### Problem statement:
Return the listing below exactly as it stands. Pictures stay out.
Segment Start: Provided material
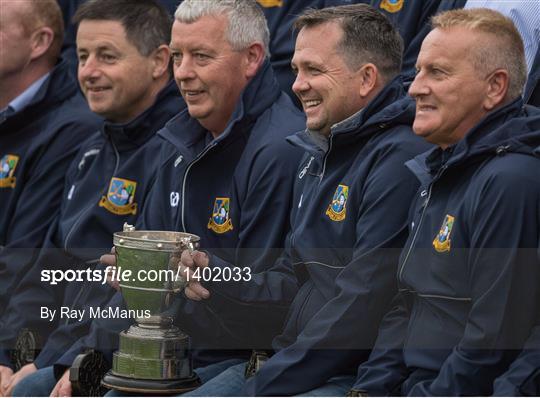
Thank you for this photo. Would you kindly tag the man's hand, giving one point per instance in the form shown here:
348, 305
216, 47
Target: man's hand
5, 378
63, 387
189, 262
18, 376
110, 261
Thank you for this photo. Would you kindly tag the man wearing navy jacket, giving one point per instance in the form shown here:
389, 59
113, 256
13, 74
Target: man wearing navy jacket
43, 120
226, 171
471, 265
348, 216
124, 73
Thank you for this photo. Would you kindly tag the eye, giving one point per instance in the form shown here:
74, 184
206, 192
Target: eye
201, 57
176, 56
108, 58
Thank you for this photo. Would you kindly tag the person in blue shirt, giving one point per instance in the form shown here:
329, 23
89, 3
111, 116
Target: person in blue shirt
43, 120
124, 72
470, 266
225, 173
348, 214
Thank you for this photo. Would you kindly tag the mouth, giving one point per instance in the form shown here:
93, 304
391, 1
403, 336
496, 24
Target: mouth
96, 89
191, 94
309, 104
420, 108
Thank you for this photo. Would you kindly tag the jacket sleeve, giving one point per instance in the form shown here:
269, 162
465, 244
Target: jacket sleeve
385, 370
523, 376
343, 331
38, 204
268, 282
102, 335
30, 295
503, 280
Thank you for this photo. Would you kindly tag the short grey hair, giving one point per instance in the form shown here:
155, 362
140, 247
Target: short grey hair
505, 50
246, 21
368, 36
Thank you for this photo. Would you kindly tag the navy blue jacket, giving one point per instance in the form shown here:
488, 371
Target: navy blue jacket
523, 376
37, 145
470, 265
338, 248
250, 165
531, 92
120, 156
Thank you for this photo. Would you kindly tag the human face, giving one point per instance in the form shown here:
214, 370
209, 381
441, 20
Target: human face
116, 79
325, 85
209, 73
450, 93
15, 43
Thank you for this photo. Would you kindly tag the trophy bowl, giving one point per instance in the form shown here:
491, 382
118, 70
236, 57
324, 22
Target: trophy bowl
153, 355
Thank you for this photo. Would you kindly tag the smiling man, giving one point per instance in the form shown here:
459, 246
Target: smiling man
348, 216
470, 266
123, 71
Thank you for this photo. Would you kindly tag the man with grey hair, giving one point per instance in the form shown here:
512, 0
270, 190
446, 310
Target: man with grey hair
226, 173
470, 266
43, 120
352, 177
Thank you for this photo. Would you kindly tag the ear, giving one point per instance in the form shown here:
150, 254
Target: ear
497, 88
160, 61
368, 76
41, 41
254, 59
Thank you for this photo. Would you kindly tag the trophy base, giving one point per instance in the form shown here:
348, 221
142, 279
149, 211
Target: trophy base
157, 387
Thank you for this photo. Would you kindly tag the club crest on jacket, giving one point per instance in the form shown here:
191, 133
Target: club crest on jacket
442, 242
337, 210
8, 163
120, 197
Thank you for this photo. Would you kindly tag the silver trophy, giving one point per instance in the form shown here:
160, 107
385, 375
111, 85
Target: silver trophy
153, 355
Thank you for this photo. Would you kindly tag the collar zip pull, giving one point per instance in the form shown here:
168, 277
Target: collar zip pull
502, 150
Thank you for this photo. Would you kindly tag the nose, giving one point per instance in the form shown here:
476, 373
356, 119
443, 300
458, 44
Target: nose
183, 69
419, 86
88, 69
300, 84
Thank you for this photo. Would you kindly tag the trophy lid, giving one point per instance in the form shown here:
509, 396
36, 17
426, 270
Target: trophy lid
154, 240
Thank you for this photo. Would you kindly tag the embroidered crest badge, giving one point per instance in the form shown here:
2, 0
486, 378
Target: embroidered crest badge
220, 221
270, 3
442, 242
8, 163
337, 210
392, 5
120, 197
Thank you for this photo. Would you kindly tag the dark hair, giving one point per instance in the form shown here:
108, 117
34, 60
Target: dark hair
368, 36
147, 23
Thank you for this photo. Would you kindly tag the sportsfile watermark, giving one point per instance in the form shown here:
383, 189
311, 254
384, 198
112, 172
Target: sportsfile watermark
207, 274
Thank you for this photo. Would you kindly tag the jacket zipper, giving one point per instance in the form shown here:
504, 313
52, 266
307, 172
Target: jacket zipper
426, 204
185, 180
72, 229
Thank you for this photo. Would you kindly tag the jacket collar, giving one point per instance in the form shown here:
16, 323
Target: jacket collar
512, 128
259, 95
390, 106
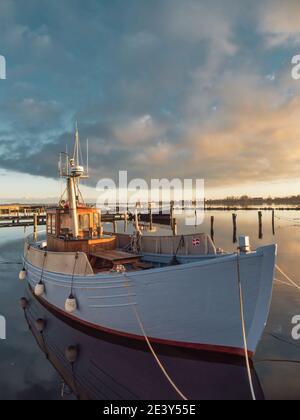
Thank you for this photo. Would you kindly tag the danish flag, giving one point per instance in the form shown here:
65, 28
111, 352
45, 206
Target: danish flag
196, 242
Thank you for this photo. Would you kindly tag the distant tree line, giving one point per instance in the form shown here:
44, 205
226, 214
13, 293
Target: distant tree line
245, 200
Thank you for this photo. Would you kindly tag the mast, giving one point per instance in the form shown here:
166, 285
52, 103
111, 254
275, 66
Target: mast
71, 169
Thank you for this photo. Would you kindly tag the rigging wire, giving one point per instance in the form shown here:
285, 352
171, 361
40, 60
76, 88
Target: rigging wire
159, 363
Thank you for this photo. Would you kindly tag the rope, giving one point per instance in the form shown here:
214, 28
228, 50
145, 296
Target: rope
72, 281
10, 263
160, 365
244, 329
42, 275
287, 277
284, 282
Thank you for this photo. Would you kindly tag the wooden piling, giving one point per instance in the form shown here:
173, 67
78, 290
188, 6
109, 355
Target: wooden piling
150, 217
260, 226
35, 226
234, 222
126, 217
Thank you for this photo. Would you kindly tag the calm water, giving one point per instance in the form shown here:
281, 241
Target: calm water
27, 374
Segment End: Provided material
### Written solution:
Thank you for this photo. Would you kindly tag the man's hand, giving one point per instance in the form shown here:
348, 305
216, 47
Target: man's hand
5, 378
63, 387
189, 262
18, 376
110, 261
Thank you for this photo. Would you kindly tag the man wearing navy jacket, giving one point per instance in the form shown here:
389, 59
113, 256
13, 74
Target: man wearing navy jacket
43, 120
226, 171
471, 265
348, 216
124, 73
Thank you for this photo. Would you kindly tag the eye, giving one point per instance in the form shown here:
74, 184
206, 192
Target: eye
201, 57
176, 56
108, 58
Thank you for this photo. Would you kindly tag the person in blue shirt, giving one point per instance in the form shown here:
329, 23
89, 3
111, 116
Target: person in blue shirt
43, 120
124, 72
470, 266
225, 173
348, 214
Thank you for this photo. Would you kindly tag the mouth, giving one point per instance in the form shown here:
93, 304
391, 1
403, 336
496, 24
Target: mouth
96, 89
191, 94
309, 104
420, 108
Thank you for this photo. Would you kindly tag the jacket sleeve, giving one point per instance in the form shown here:
269, 162
465, 244
Target: jacket sleeve
385, 370
523, 376
343, 331
38, 204
268, 282
102, 335
30, 295
503, 280
Thank you for this photo. Would you kindly tag the short grey hair, giving one point per instance in the form shown here:
155, 362
140, 247
Target: short grey hair
505, 50
246, 21
368, 36
Thank you for this photo. Would you kindly tag the navy blue jacket, giving one point per instance in the form shown here:
488, 371
Target: navy blue jacket
523, 376
37, 145
470, 265
338, 248
250, 165
531, 92
120, 156
Thank you for this photo. Would you kindly tag the human face, giving one point per instance in the form shown here:
214, 370
209, 381
441, 20
Target: human face
116, 79
325, 85
209, 73
450, 93
15, 43
Thank you for this photo. Would you kindly tag the trophy bowl, giving one point per instance in the form shown here:
491, 382
118, 70
236, 57
324, 22
Target: trophy bowl
153, 355
Thank you for this photo. Would you kindly tag the smiling man, giving one point per instance in the form shown here:
459, 246
Target: smiling man
348, 216
470, 266
123, 71
Thank you for this photo. Would you kindly tag the man with grey hair, giving one point per instance in the form shown here:
512, 0
270, 190
446, 310
Target: man with grey hair
226, 173
470, 266
43, 120
352, 177
Thank you for this photo. Would you kindly tag the ear, giving one point per instance in the form shown here:
150, 254
Target: ear
497, 88
160, 61
368, 76
41, 41
254, 59
Thank you for this photo. Would you kindly tag the trophy base, giving one point per instance in the form shown here:
348, 221
142, 279
149, 211
Target: trophy base
157, 387
Thank you for this photo. Would you kindly tag the club crest on jacket, giving one point per instance in the form shown here:
191, 133
Target: club crest on jacket
442, 242
337, 210
8, 163
120, 197
Thank you for this photo. Would you kindly tag the silver trophy, giving one point per instance in the form shown here:
160, 107
385, 375
111, 85
Target: silver trophy
153, 355
Thank you for this photo. Would you kindly tag the collar zip pull, giving one point per instance in the form shown here:
168, 277
Target: collar zip pull
502, 150
Thank you for this photo. Would you kindly tag the nose, giving one point per instance in the form shown here:
476, 373
356, 119
443, 300
458, 44
Target: nose
183, 69
419, 86
88, 69
300, 84
Thank you for this photo. Would you kindly tag the trophy lid, giving one point per instance in the form shown here:
509, 396
36, 17
426, 270
Target: trophy lid
154, 240
Thank you for this photo. Would you kindly tag the embroidered crest badge, giving one point per instance in the form shown here:
2, 0
486, 378
Target: embroidered crest badge
220, 221
270, 3
442, 242
8, 163
337, 210
392, 5
120, 197
Thank you for this photo. Would you kindly tag the dark hair, giving one point per instance in the form shown here:
108, 117
34, 60
Target: dark hair
368, 36
147, 23
Thank you for this photo. Would you kindly tag the sportsfile watermark, giving one point per instance in the form shown here:
383, 189
311, 254
384, 198
112, 172
Target: sportsfile watermark
207, 274
Thank you for this photo. Would you kindly tag the jacket zipper, giving one point per instance in the form shown here:
504, 313
52, 266
307, 172
Target: jacket zipper
426, 204
185, 180
72, 229
Thank you for this photo. Would you kindly tag the jacket collar, giving one point per instance in the form shown here:
16, 323
Target: jacket collar
512, 128
259, 95
390, 106
Thank you for this photo. Would you kindly tag the danish flag, giving one point per instance in the form shown here:
65, 28
111, 352
45, 206
Target: danish flag
196, 242
Thank you for this photo. Would you kindly tag the distant tree line, giving one point per instance in the form shown here:
44, 205
226, 214
13, 293
Target: distant tree line
245, 200
Thank you for this photo. Would you kindly tag the mast, giving one point per instance in the form shown here:
166, 285
52, 103
111, 254
275, 66
Target: mast
71, 169
Thank you for this photo. Would you kindly tag the rigging wire, giving one point per instance in the form shown here:
285, 352
171, 361
40, 60
76, 88
Target: rigging wire
159, 363
Thank you for this photo. Would you kindly tag the rope, giving one point per instance in the form shown here:
214, 28
228, 50
145, 296
Target: rope
72, 281
10, 263
160, 365
244, 329
42, 275
287, 277
284, 282
Thank you for this photo. Would you kindly tag the wooden piling, giving one point per instance in the form shown here:
173, 67
78, 290
188, 6
109, 355
Target: wooden piling
150, 217
260, 226
35, 226
234, 222
126, 217
Thank you for this photo. Would you kindly tag the calm water, giving one point per instance in the form shown here:
281, 241
Target: calm water
27, 374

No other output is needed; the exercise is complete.